- **Problem**
Rename "Objective" to "Goal" throughout the data below. Leave everything else unchanged.

Entries for pointing and labeling:
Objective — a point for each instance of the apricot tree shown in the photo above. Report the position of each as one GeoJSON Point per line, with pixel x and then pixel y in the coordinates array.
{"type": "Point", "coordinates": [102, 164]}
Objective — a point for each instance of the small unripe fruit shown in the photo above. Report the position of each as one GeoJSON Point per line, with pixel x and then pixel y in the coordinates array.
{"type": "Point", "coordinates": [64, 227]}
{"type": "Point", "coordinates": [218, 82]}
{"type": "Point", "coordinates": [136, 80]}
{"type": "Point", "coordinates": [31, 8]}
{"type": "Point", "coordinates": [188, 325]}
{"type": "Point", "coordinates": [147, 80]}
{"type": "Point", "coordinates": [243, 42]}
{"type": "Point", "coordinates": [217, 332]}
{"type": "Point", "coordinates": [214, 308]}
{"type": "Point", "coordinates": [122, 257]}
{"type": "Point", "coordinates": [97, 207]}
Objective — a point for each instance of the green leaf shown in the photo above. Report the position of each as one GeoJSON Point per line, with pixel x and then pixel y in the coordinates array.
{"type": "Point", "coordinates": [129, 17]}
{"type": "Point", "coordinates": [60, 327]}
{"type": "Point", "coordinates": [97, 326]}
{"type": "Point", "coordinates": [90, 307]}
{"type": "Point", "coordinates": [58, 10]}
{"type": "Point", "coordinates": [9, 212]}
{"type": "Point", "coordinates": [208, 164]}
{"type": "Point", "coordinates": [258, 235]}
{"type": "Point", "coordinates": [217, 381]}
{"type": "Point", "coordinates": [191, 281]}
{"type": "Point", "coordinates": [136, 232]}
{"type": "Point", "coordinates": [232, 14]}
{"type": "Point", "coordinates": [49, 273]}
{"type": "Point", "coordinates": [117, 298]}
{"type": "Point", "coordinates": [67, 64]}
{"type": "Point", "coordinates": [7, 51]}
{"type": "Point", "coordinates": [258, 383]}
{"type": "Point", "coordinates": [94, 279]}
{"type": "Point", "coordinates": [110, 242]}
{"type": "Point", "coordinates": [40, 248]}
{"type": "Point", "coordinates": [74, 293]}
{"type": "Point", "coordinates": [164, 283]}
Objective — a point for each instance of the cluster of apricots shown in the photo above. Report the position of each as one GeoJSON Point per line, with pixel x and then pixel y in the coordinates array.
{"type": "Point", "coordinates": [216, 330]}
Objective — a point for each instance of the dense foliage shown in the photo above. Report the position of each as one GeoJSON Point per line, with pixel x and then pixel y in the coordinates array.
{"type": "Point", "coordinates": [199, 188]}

- **Task solution**
Goal — a point for each instance of the apricot tree shown in the photo above. Report the position of each as one GeoJSON Point per line, with pixel x and then pixel y in the coordinates array.
{"type": "Point", "coordinates": [102, 164]}
Goal — a point for each instance of the small unripe fruit shown in the photo above. Report the position of each as one GeoJSON Point per line, with pixel x and then pixel y in the coordinates array.
{"type": "Point", "coordinates": [64, 227]}
{"type": "Point", "coordinates": [218, 82]}
{"type": "Point", "coordinates": [136, 80]}
{"type": "Point", "coordinates": [31, 8]}
{"type": "Point", "coordinates": [188, 325]}
{"type": "Point", "coordinates": [147, 80]}
{"type": "Point", "coordinates": [243, 42]}
{"type": "Point", "coordinates": [217, 332]}
{"type": "Point", "coordinates": [214, 308]}
{"type": "Point", "coordinates": [122, 257]}
{"type": "Point", "coordinates": [97, 207]}
Goal — a point for each instance of the green leaf shown in the photo above. Report the position of each as one GeoJSON Point per line, with pixel x and then pixel y in the coordinates array.
{"type": "Point", "coordinates": [129, 17]}
{"type": "Point", "coordinates": [60, 327]}
{"type": "Point", "coordinates": [97, 326]}
{"type": "Point", "coordinates": [90, 307]}
{"type": "Point", "coordinates": [58, 10]}
{"type": "Point", "coordinates": [9, 212]}
{"type": "Point", "coordinates": [208, 164]}
{"type": "Point", "coordinates": [258, 235]}
{"type": "Point", "coordinates": [217, 381]}
{"type": "Point", "coordinates": [191, 281]}
{"type": "Point", "coordinates": [136, 232]}
{"type": "Point", "coordinates": [232, 14]}
{"type": "Point", "coordinates": [49, 273]}
{"type": "Point", "coordinates": [117, 298]}
{"type": "Point", "coordinates": [67, 64]}
{"type": "Point", "coordinates": [7, 51]}
{"type": "Point", "coordinates": [258, 383]}
{"type": "Point", "coordinates": [94, 279]}
{"type": "Point", "coordinates": [110, 242]}
{"type": "Point", "coordinates": [40, 248]}
{"type": "Point", "coordinates": [74, 293]}
{"type": "Point", "coordinates": [164, 283]}
Goal — a point for each instance of the cluster of apricots shown in the photo above. Report the position of each as one GeoJSON Point per line, with pixel x and then pixel y in the coordinates array.
{"type": "Point", "coordinates": [216, 330]}
Goal — a point for each instance of the dense foliage shown in the photo above. Report the position of each as one GeoJSON Point per line, with pixel x and then pixel y in the coordinates array.
{"type": "Point", "coordinates": [199, 188]}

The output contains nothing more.